— Stored items —

··········

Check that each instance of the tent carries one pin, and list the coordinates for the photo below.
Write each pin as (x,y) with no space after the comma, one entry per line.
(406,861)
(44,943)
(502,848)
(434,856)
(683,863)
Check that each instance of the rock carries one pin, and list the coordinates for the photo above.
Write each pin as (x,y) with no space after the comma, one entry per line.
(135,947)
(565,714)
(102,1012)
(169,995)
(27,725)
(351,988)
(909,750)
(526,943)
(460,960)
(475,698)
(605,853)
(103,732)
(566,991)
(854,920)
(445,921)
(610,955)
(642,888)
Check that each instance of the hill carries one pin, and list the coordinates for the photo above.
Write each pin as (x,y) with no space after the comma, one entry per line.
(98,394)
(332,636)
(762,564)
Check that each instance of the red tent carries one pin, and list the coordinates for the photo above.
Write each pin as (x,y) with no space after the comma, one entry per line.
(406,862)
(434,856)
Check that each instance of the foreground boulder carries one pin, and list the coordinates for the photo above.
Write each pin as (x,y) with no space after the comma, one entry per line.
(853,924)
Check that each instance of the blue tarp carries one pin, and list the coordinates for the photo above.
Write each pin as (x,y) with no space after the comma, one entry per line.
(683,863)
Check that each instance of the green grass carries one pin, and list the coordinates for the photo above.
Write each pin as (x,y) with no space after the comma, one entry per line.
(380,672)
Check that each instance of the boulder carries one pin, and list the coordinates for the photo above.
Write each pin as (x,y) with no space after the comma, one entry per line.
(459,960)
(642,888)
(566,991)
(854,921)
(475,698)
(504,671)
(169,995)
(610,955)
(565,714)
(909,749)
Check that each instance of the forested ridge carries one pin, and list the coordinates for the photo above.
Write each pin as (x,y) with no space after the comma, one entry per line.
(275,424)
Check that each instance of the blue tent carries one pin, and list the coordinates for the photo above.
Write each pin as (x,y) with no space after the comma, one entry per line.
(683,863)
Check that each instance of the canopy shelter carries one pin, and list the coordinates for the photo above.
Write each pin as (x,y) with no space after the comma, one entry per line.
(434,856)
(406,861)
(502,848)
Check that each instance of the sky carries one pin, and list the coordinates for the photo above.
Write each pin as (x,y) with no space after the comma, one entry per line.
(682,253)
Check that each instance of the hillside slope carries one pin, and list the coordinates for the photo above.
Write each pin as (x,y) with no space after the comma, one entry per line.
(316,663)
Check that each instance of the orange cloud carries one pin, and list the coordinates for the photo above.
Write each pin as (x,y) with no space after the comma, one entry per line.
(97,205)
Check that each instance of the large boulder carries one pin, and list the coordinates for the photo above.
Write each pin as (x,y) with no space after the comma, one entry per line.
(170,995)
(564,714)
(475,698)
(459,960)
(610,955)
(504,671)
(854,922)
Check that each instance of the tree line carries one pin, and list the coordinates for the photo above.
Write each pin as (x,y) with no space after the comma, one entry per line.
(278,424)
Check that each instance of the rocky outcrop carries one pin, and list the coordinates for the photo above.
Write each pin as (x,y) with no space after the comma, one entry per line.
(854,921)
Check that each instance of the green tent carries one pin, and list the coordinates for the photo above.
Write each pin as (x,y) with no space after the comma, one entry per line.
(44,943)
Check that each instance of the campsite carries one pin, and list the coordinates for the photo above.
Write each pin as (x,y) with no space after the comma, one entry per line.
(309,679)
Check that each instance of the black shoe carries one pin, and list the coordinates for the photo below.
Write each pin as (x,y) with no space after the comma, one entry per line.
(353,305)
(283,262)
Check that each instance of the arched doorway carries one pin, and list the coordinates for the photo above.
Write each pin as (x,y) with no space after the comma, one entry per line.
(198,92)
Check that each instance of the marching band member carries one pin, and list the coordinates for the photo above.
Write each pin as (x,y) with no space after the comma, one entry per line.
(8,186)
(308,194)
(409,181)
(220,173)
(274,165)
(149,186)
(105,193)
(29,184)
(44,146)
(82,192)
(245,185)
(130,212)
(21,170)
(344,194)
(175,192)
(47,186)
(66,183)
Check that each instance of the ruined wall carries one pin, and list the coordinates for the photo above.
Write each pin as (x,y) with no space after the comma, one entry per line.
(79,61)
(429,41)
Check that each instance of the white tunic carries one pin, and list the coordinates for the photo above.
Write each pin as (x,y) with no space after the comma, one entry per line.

··········

— Short task —
From the first line to the last, retype the data exactly.

— Complete answer —
Check that each instance of the tent carries one pin, and list the coordinates for the photo below.
Write each pin as (x,y) with no space after the comma, one entry per line.
(406,861)
(44,943)
(502,848)
(434,856)
(683,863)
Check that each instance of the rock carries one pin, and list the coordinates for the photo above.
Write each pin as (x,y) with no space after the comma, one entry per line.
(135,947)
(565,714)
(102,1012)
(169,995)
(27,725)
(351,988)
(909,750)
(526,943)
(460,960)
(475,698)
(605,853)
(103,732)
(566,991)
(854,920)
(445,921)
(610,955)
(642,888)
Check that each instance of the hill carries one pin, and list the coordinates for the photo above.
Write each pin as (x,y) with no space after the comma, one entry per line.
(98,394)
(332,636)
(762,564)
Check that each instance of the red tent carries one pin, and list the coordinates for the photo above.
Write each pin as (x,y) with no space after the comma, one entry per line.
(406,862)
(434,856)
Check that each instance of the foreground boulder carries one pin, and list the coordinates for the photo above.
Write each pin as (x,y) with no space after the comma, one entry per line.
(853,924)
Check that each instance of the blue tarp carries one pin, and list the coordinates for the photo above.
Write each pin as (x,y) with no space after the comma, one entry per line.
(683,863)
Check that each instance of the green grass carries one pin, and list the coordinates for the photo above.
Write each pin as (x,y) with no space after the comma, one entry per line.
(380,672)
Check that each instance of the boulder carries one pin, and list the coordinates for the photo above.
Write each pin as (x,y) with no space after the comma, one entry per line.
(459,960)
(642,888)
(566,991)
(854,921)
(475,698)
(504,671)
(169,995)
(610,955)
(565,714)
(909,749)
Check that each instance of the forested ridge carries one pin, and list the coordinates for the photo above.
Write each pin as (x,y) with no space after the comma, one entry per line.
(275,424)
Check that each instance of the blue tent carries one pin, and list the coordinates for the photo above.
Write each pin as (x,y) with no space after the comma, one entry per line.
(683,863)
Check that each instance of the canopy shelter carries one pin, and list the coordinates for the photo above.
Write each pin as (x,y) with no space after the comma, one entry per line.
(434,856)
(406,861)
(502,848)
Check that each instance of the sky carries one pin, and list the coordinates for the photo above.
Write each pin as (x,y) with no space after the comma, one entry per line.
(682,253)
Check that each instance of the hillside slope carries one pin, and list the coordinates for the photo above.
Write each pin as (x,y) with no space after the comma, one entry per line.
(316,663)
Check that each instance of the orange cloud carries one pin, and list the coordinates for the photo above.
Write each pin as (x,y) with no space after the comma, one entry per line.
(97,205)
Check that each instance of the large boulder carries one pin, and list the coordinates for the photo above.
Write each pin as (x,y) with no space after the comma, one entry per line.
(170,995)
(564,714)
(475,698)
(459,960)
(610,955)
(504,671)
(854,922)
Check that each instance of the tree line carries one pin, and list the coordinates for the photo above.
Write each pin as (x,y) with no space after the comma, one entry per line.
(278,424)
Check that each instance of the rocky outcrop carries one pin, and list the coordinates for the photo above.
Write each pin as (x,y) with no space after the comma, one entry per line.
(854,921)
Check that each instance of the green tent carries one pin, and list the coordinates for the photo above.
Write each pin as (x,y) with no space after the comma, one entry per line.
(44,943)
Check that each instance of the campsite carries one pin, and list the coordinates for the photo above.
Write each pin as (x,y) with no space after the comma, one entry per line.
(309,679)
Check that each instance of the black shoe carries one pin, and list the coordinates for the photo below.
Write each pin as (x,y) with no space after the comma, one entry per line.
(353,305)
(283,262)
Check that each instance of the arched doorway carries one pin, and list the coordinates for the photo above.
Write each pin as (x,y) with no space after the comma, one entry per line.
(198,92)
Check that each instance of the marching band member carries one pin, and list the coordinates for the photo above.
Write each pin as (x,y) with no space after the comma, one entry per line.
(8,186)
(308,194)
(409,181)
(220,173)
(274,165)
(149,186)
(105,193)
(29,184)
(44,146)
(82,192)
(245,185)
(130,212)
(21,170)
(344,194)
(175,192)
(47,186)
(66,183)
Check that each instance of the ruined wall carries one pin, and list the coordinates for the photo above.
Write each pin as (x,y) with no space after the comma, one entry per line.
(79,61)
(429,41)
Check that each instance of the white tunic carries one pin, and list the coordinates for the photo above.
Write each pin as (x,y) with no space after the comma, one entry per line.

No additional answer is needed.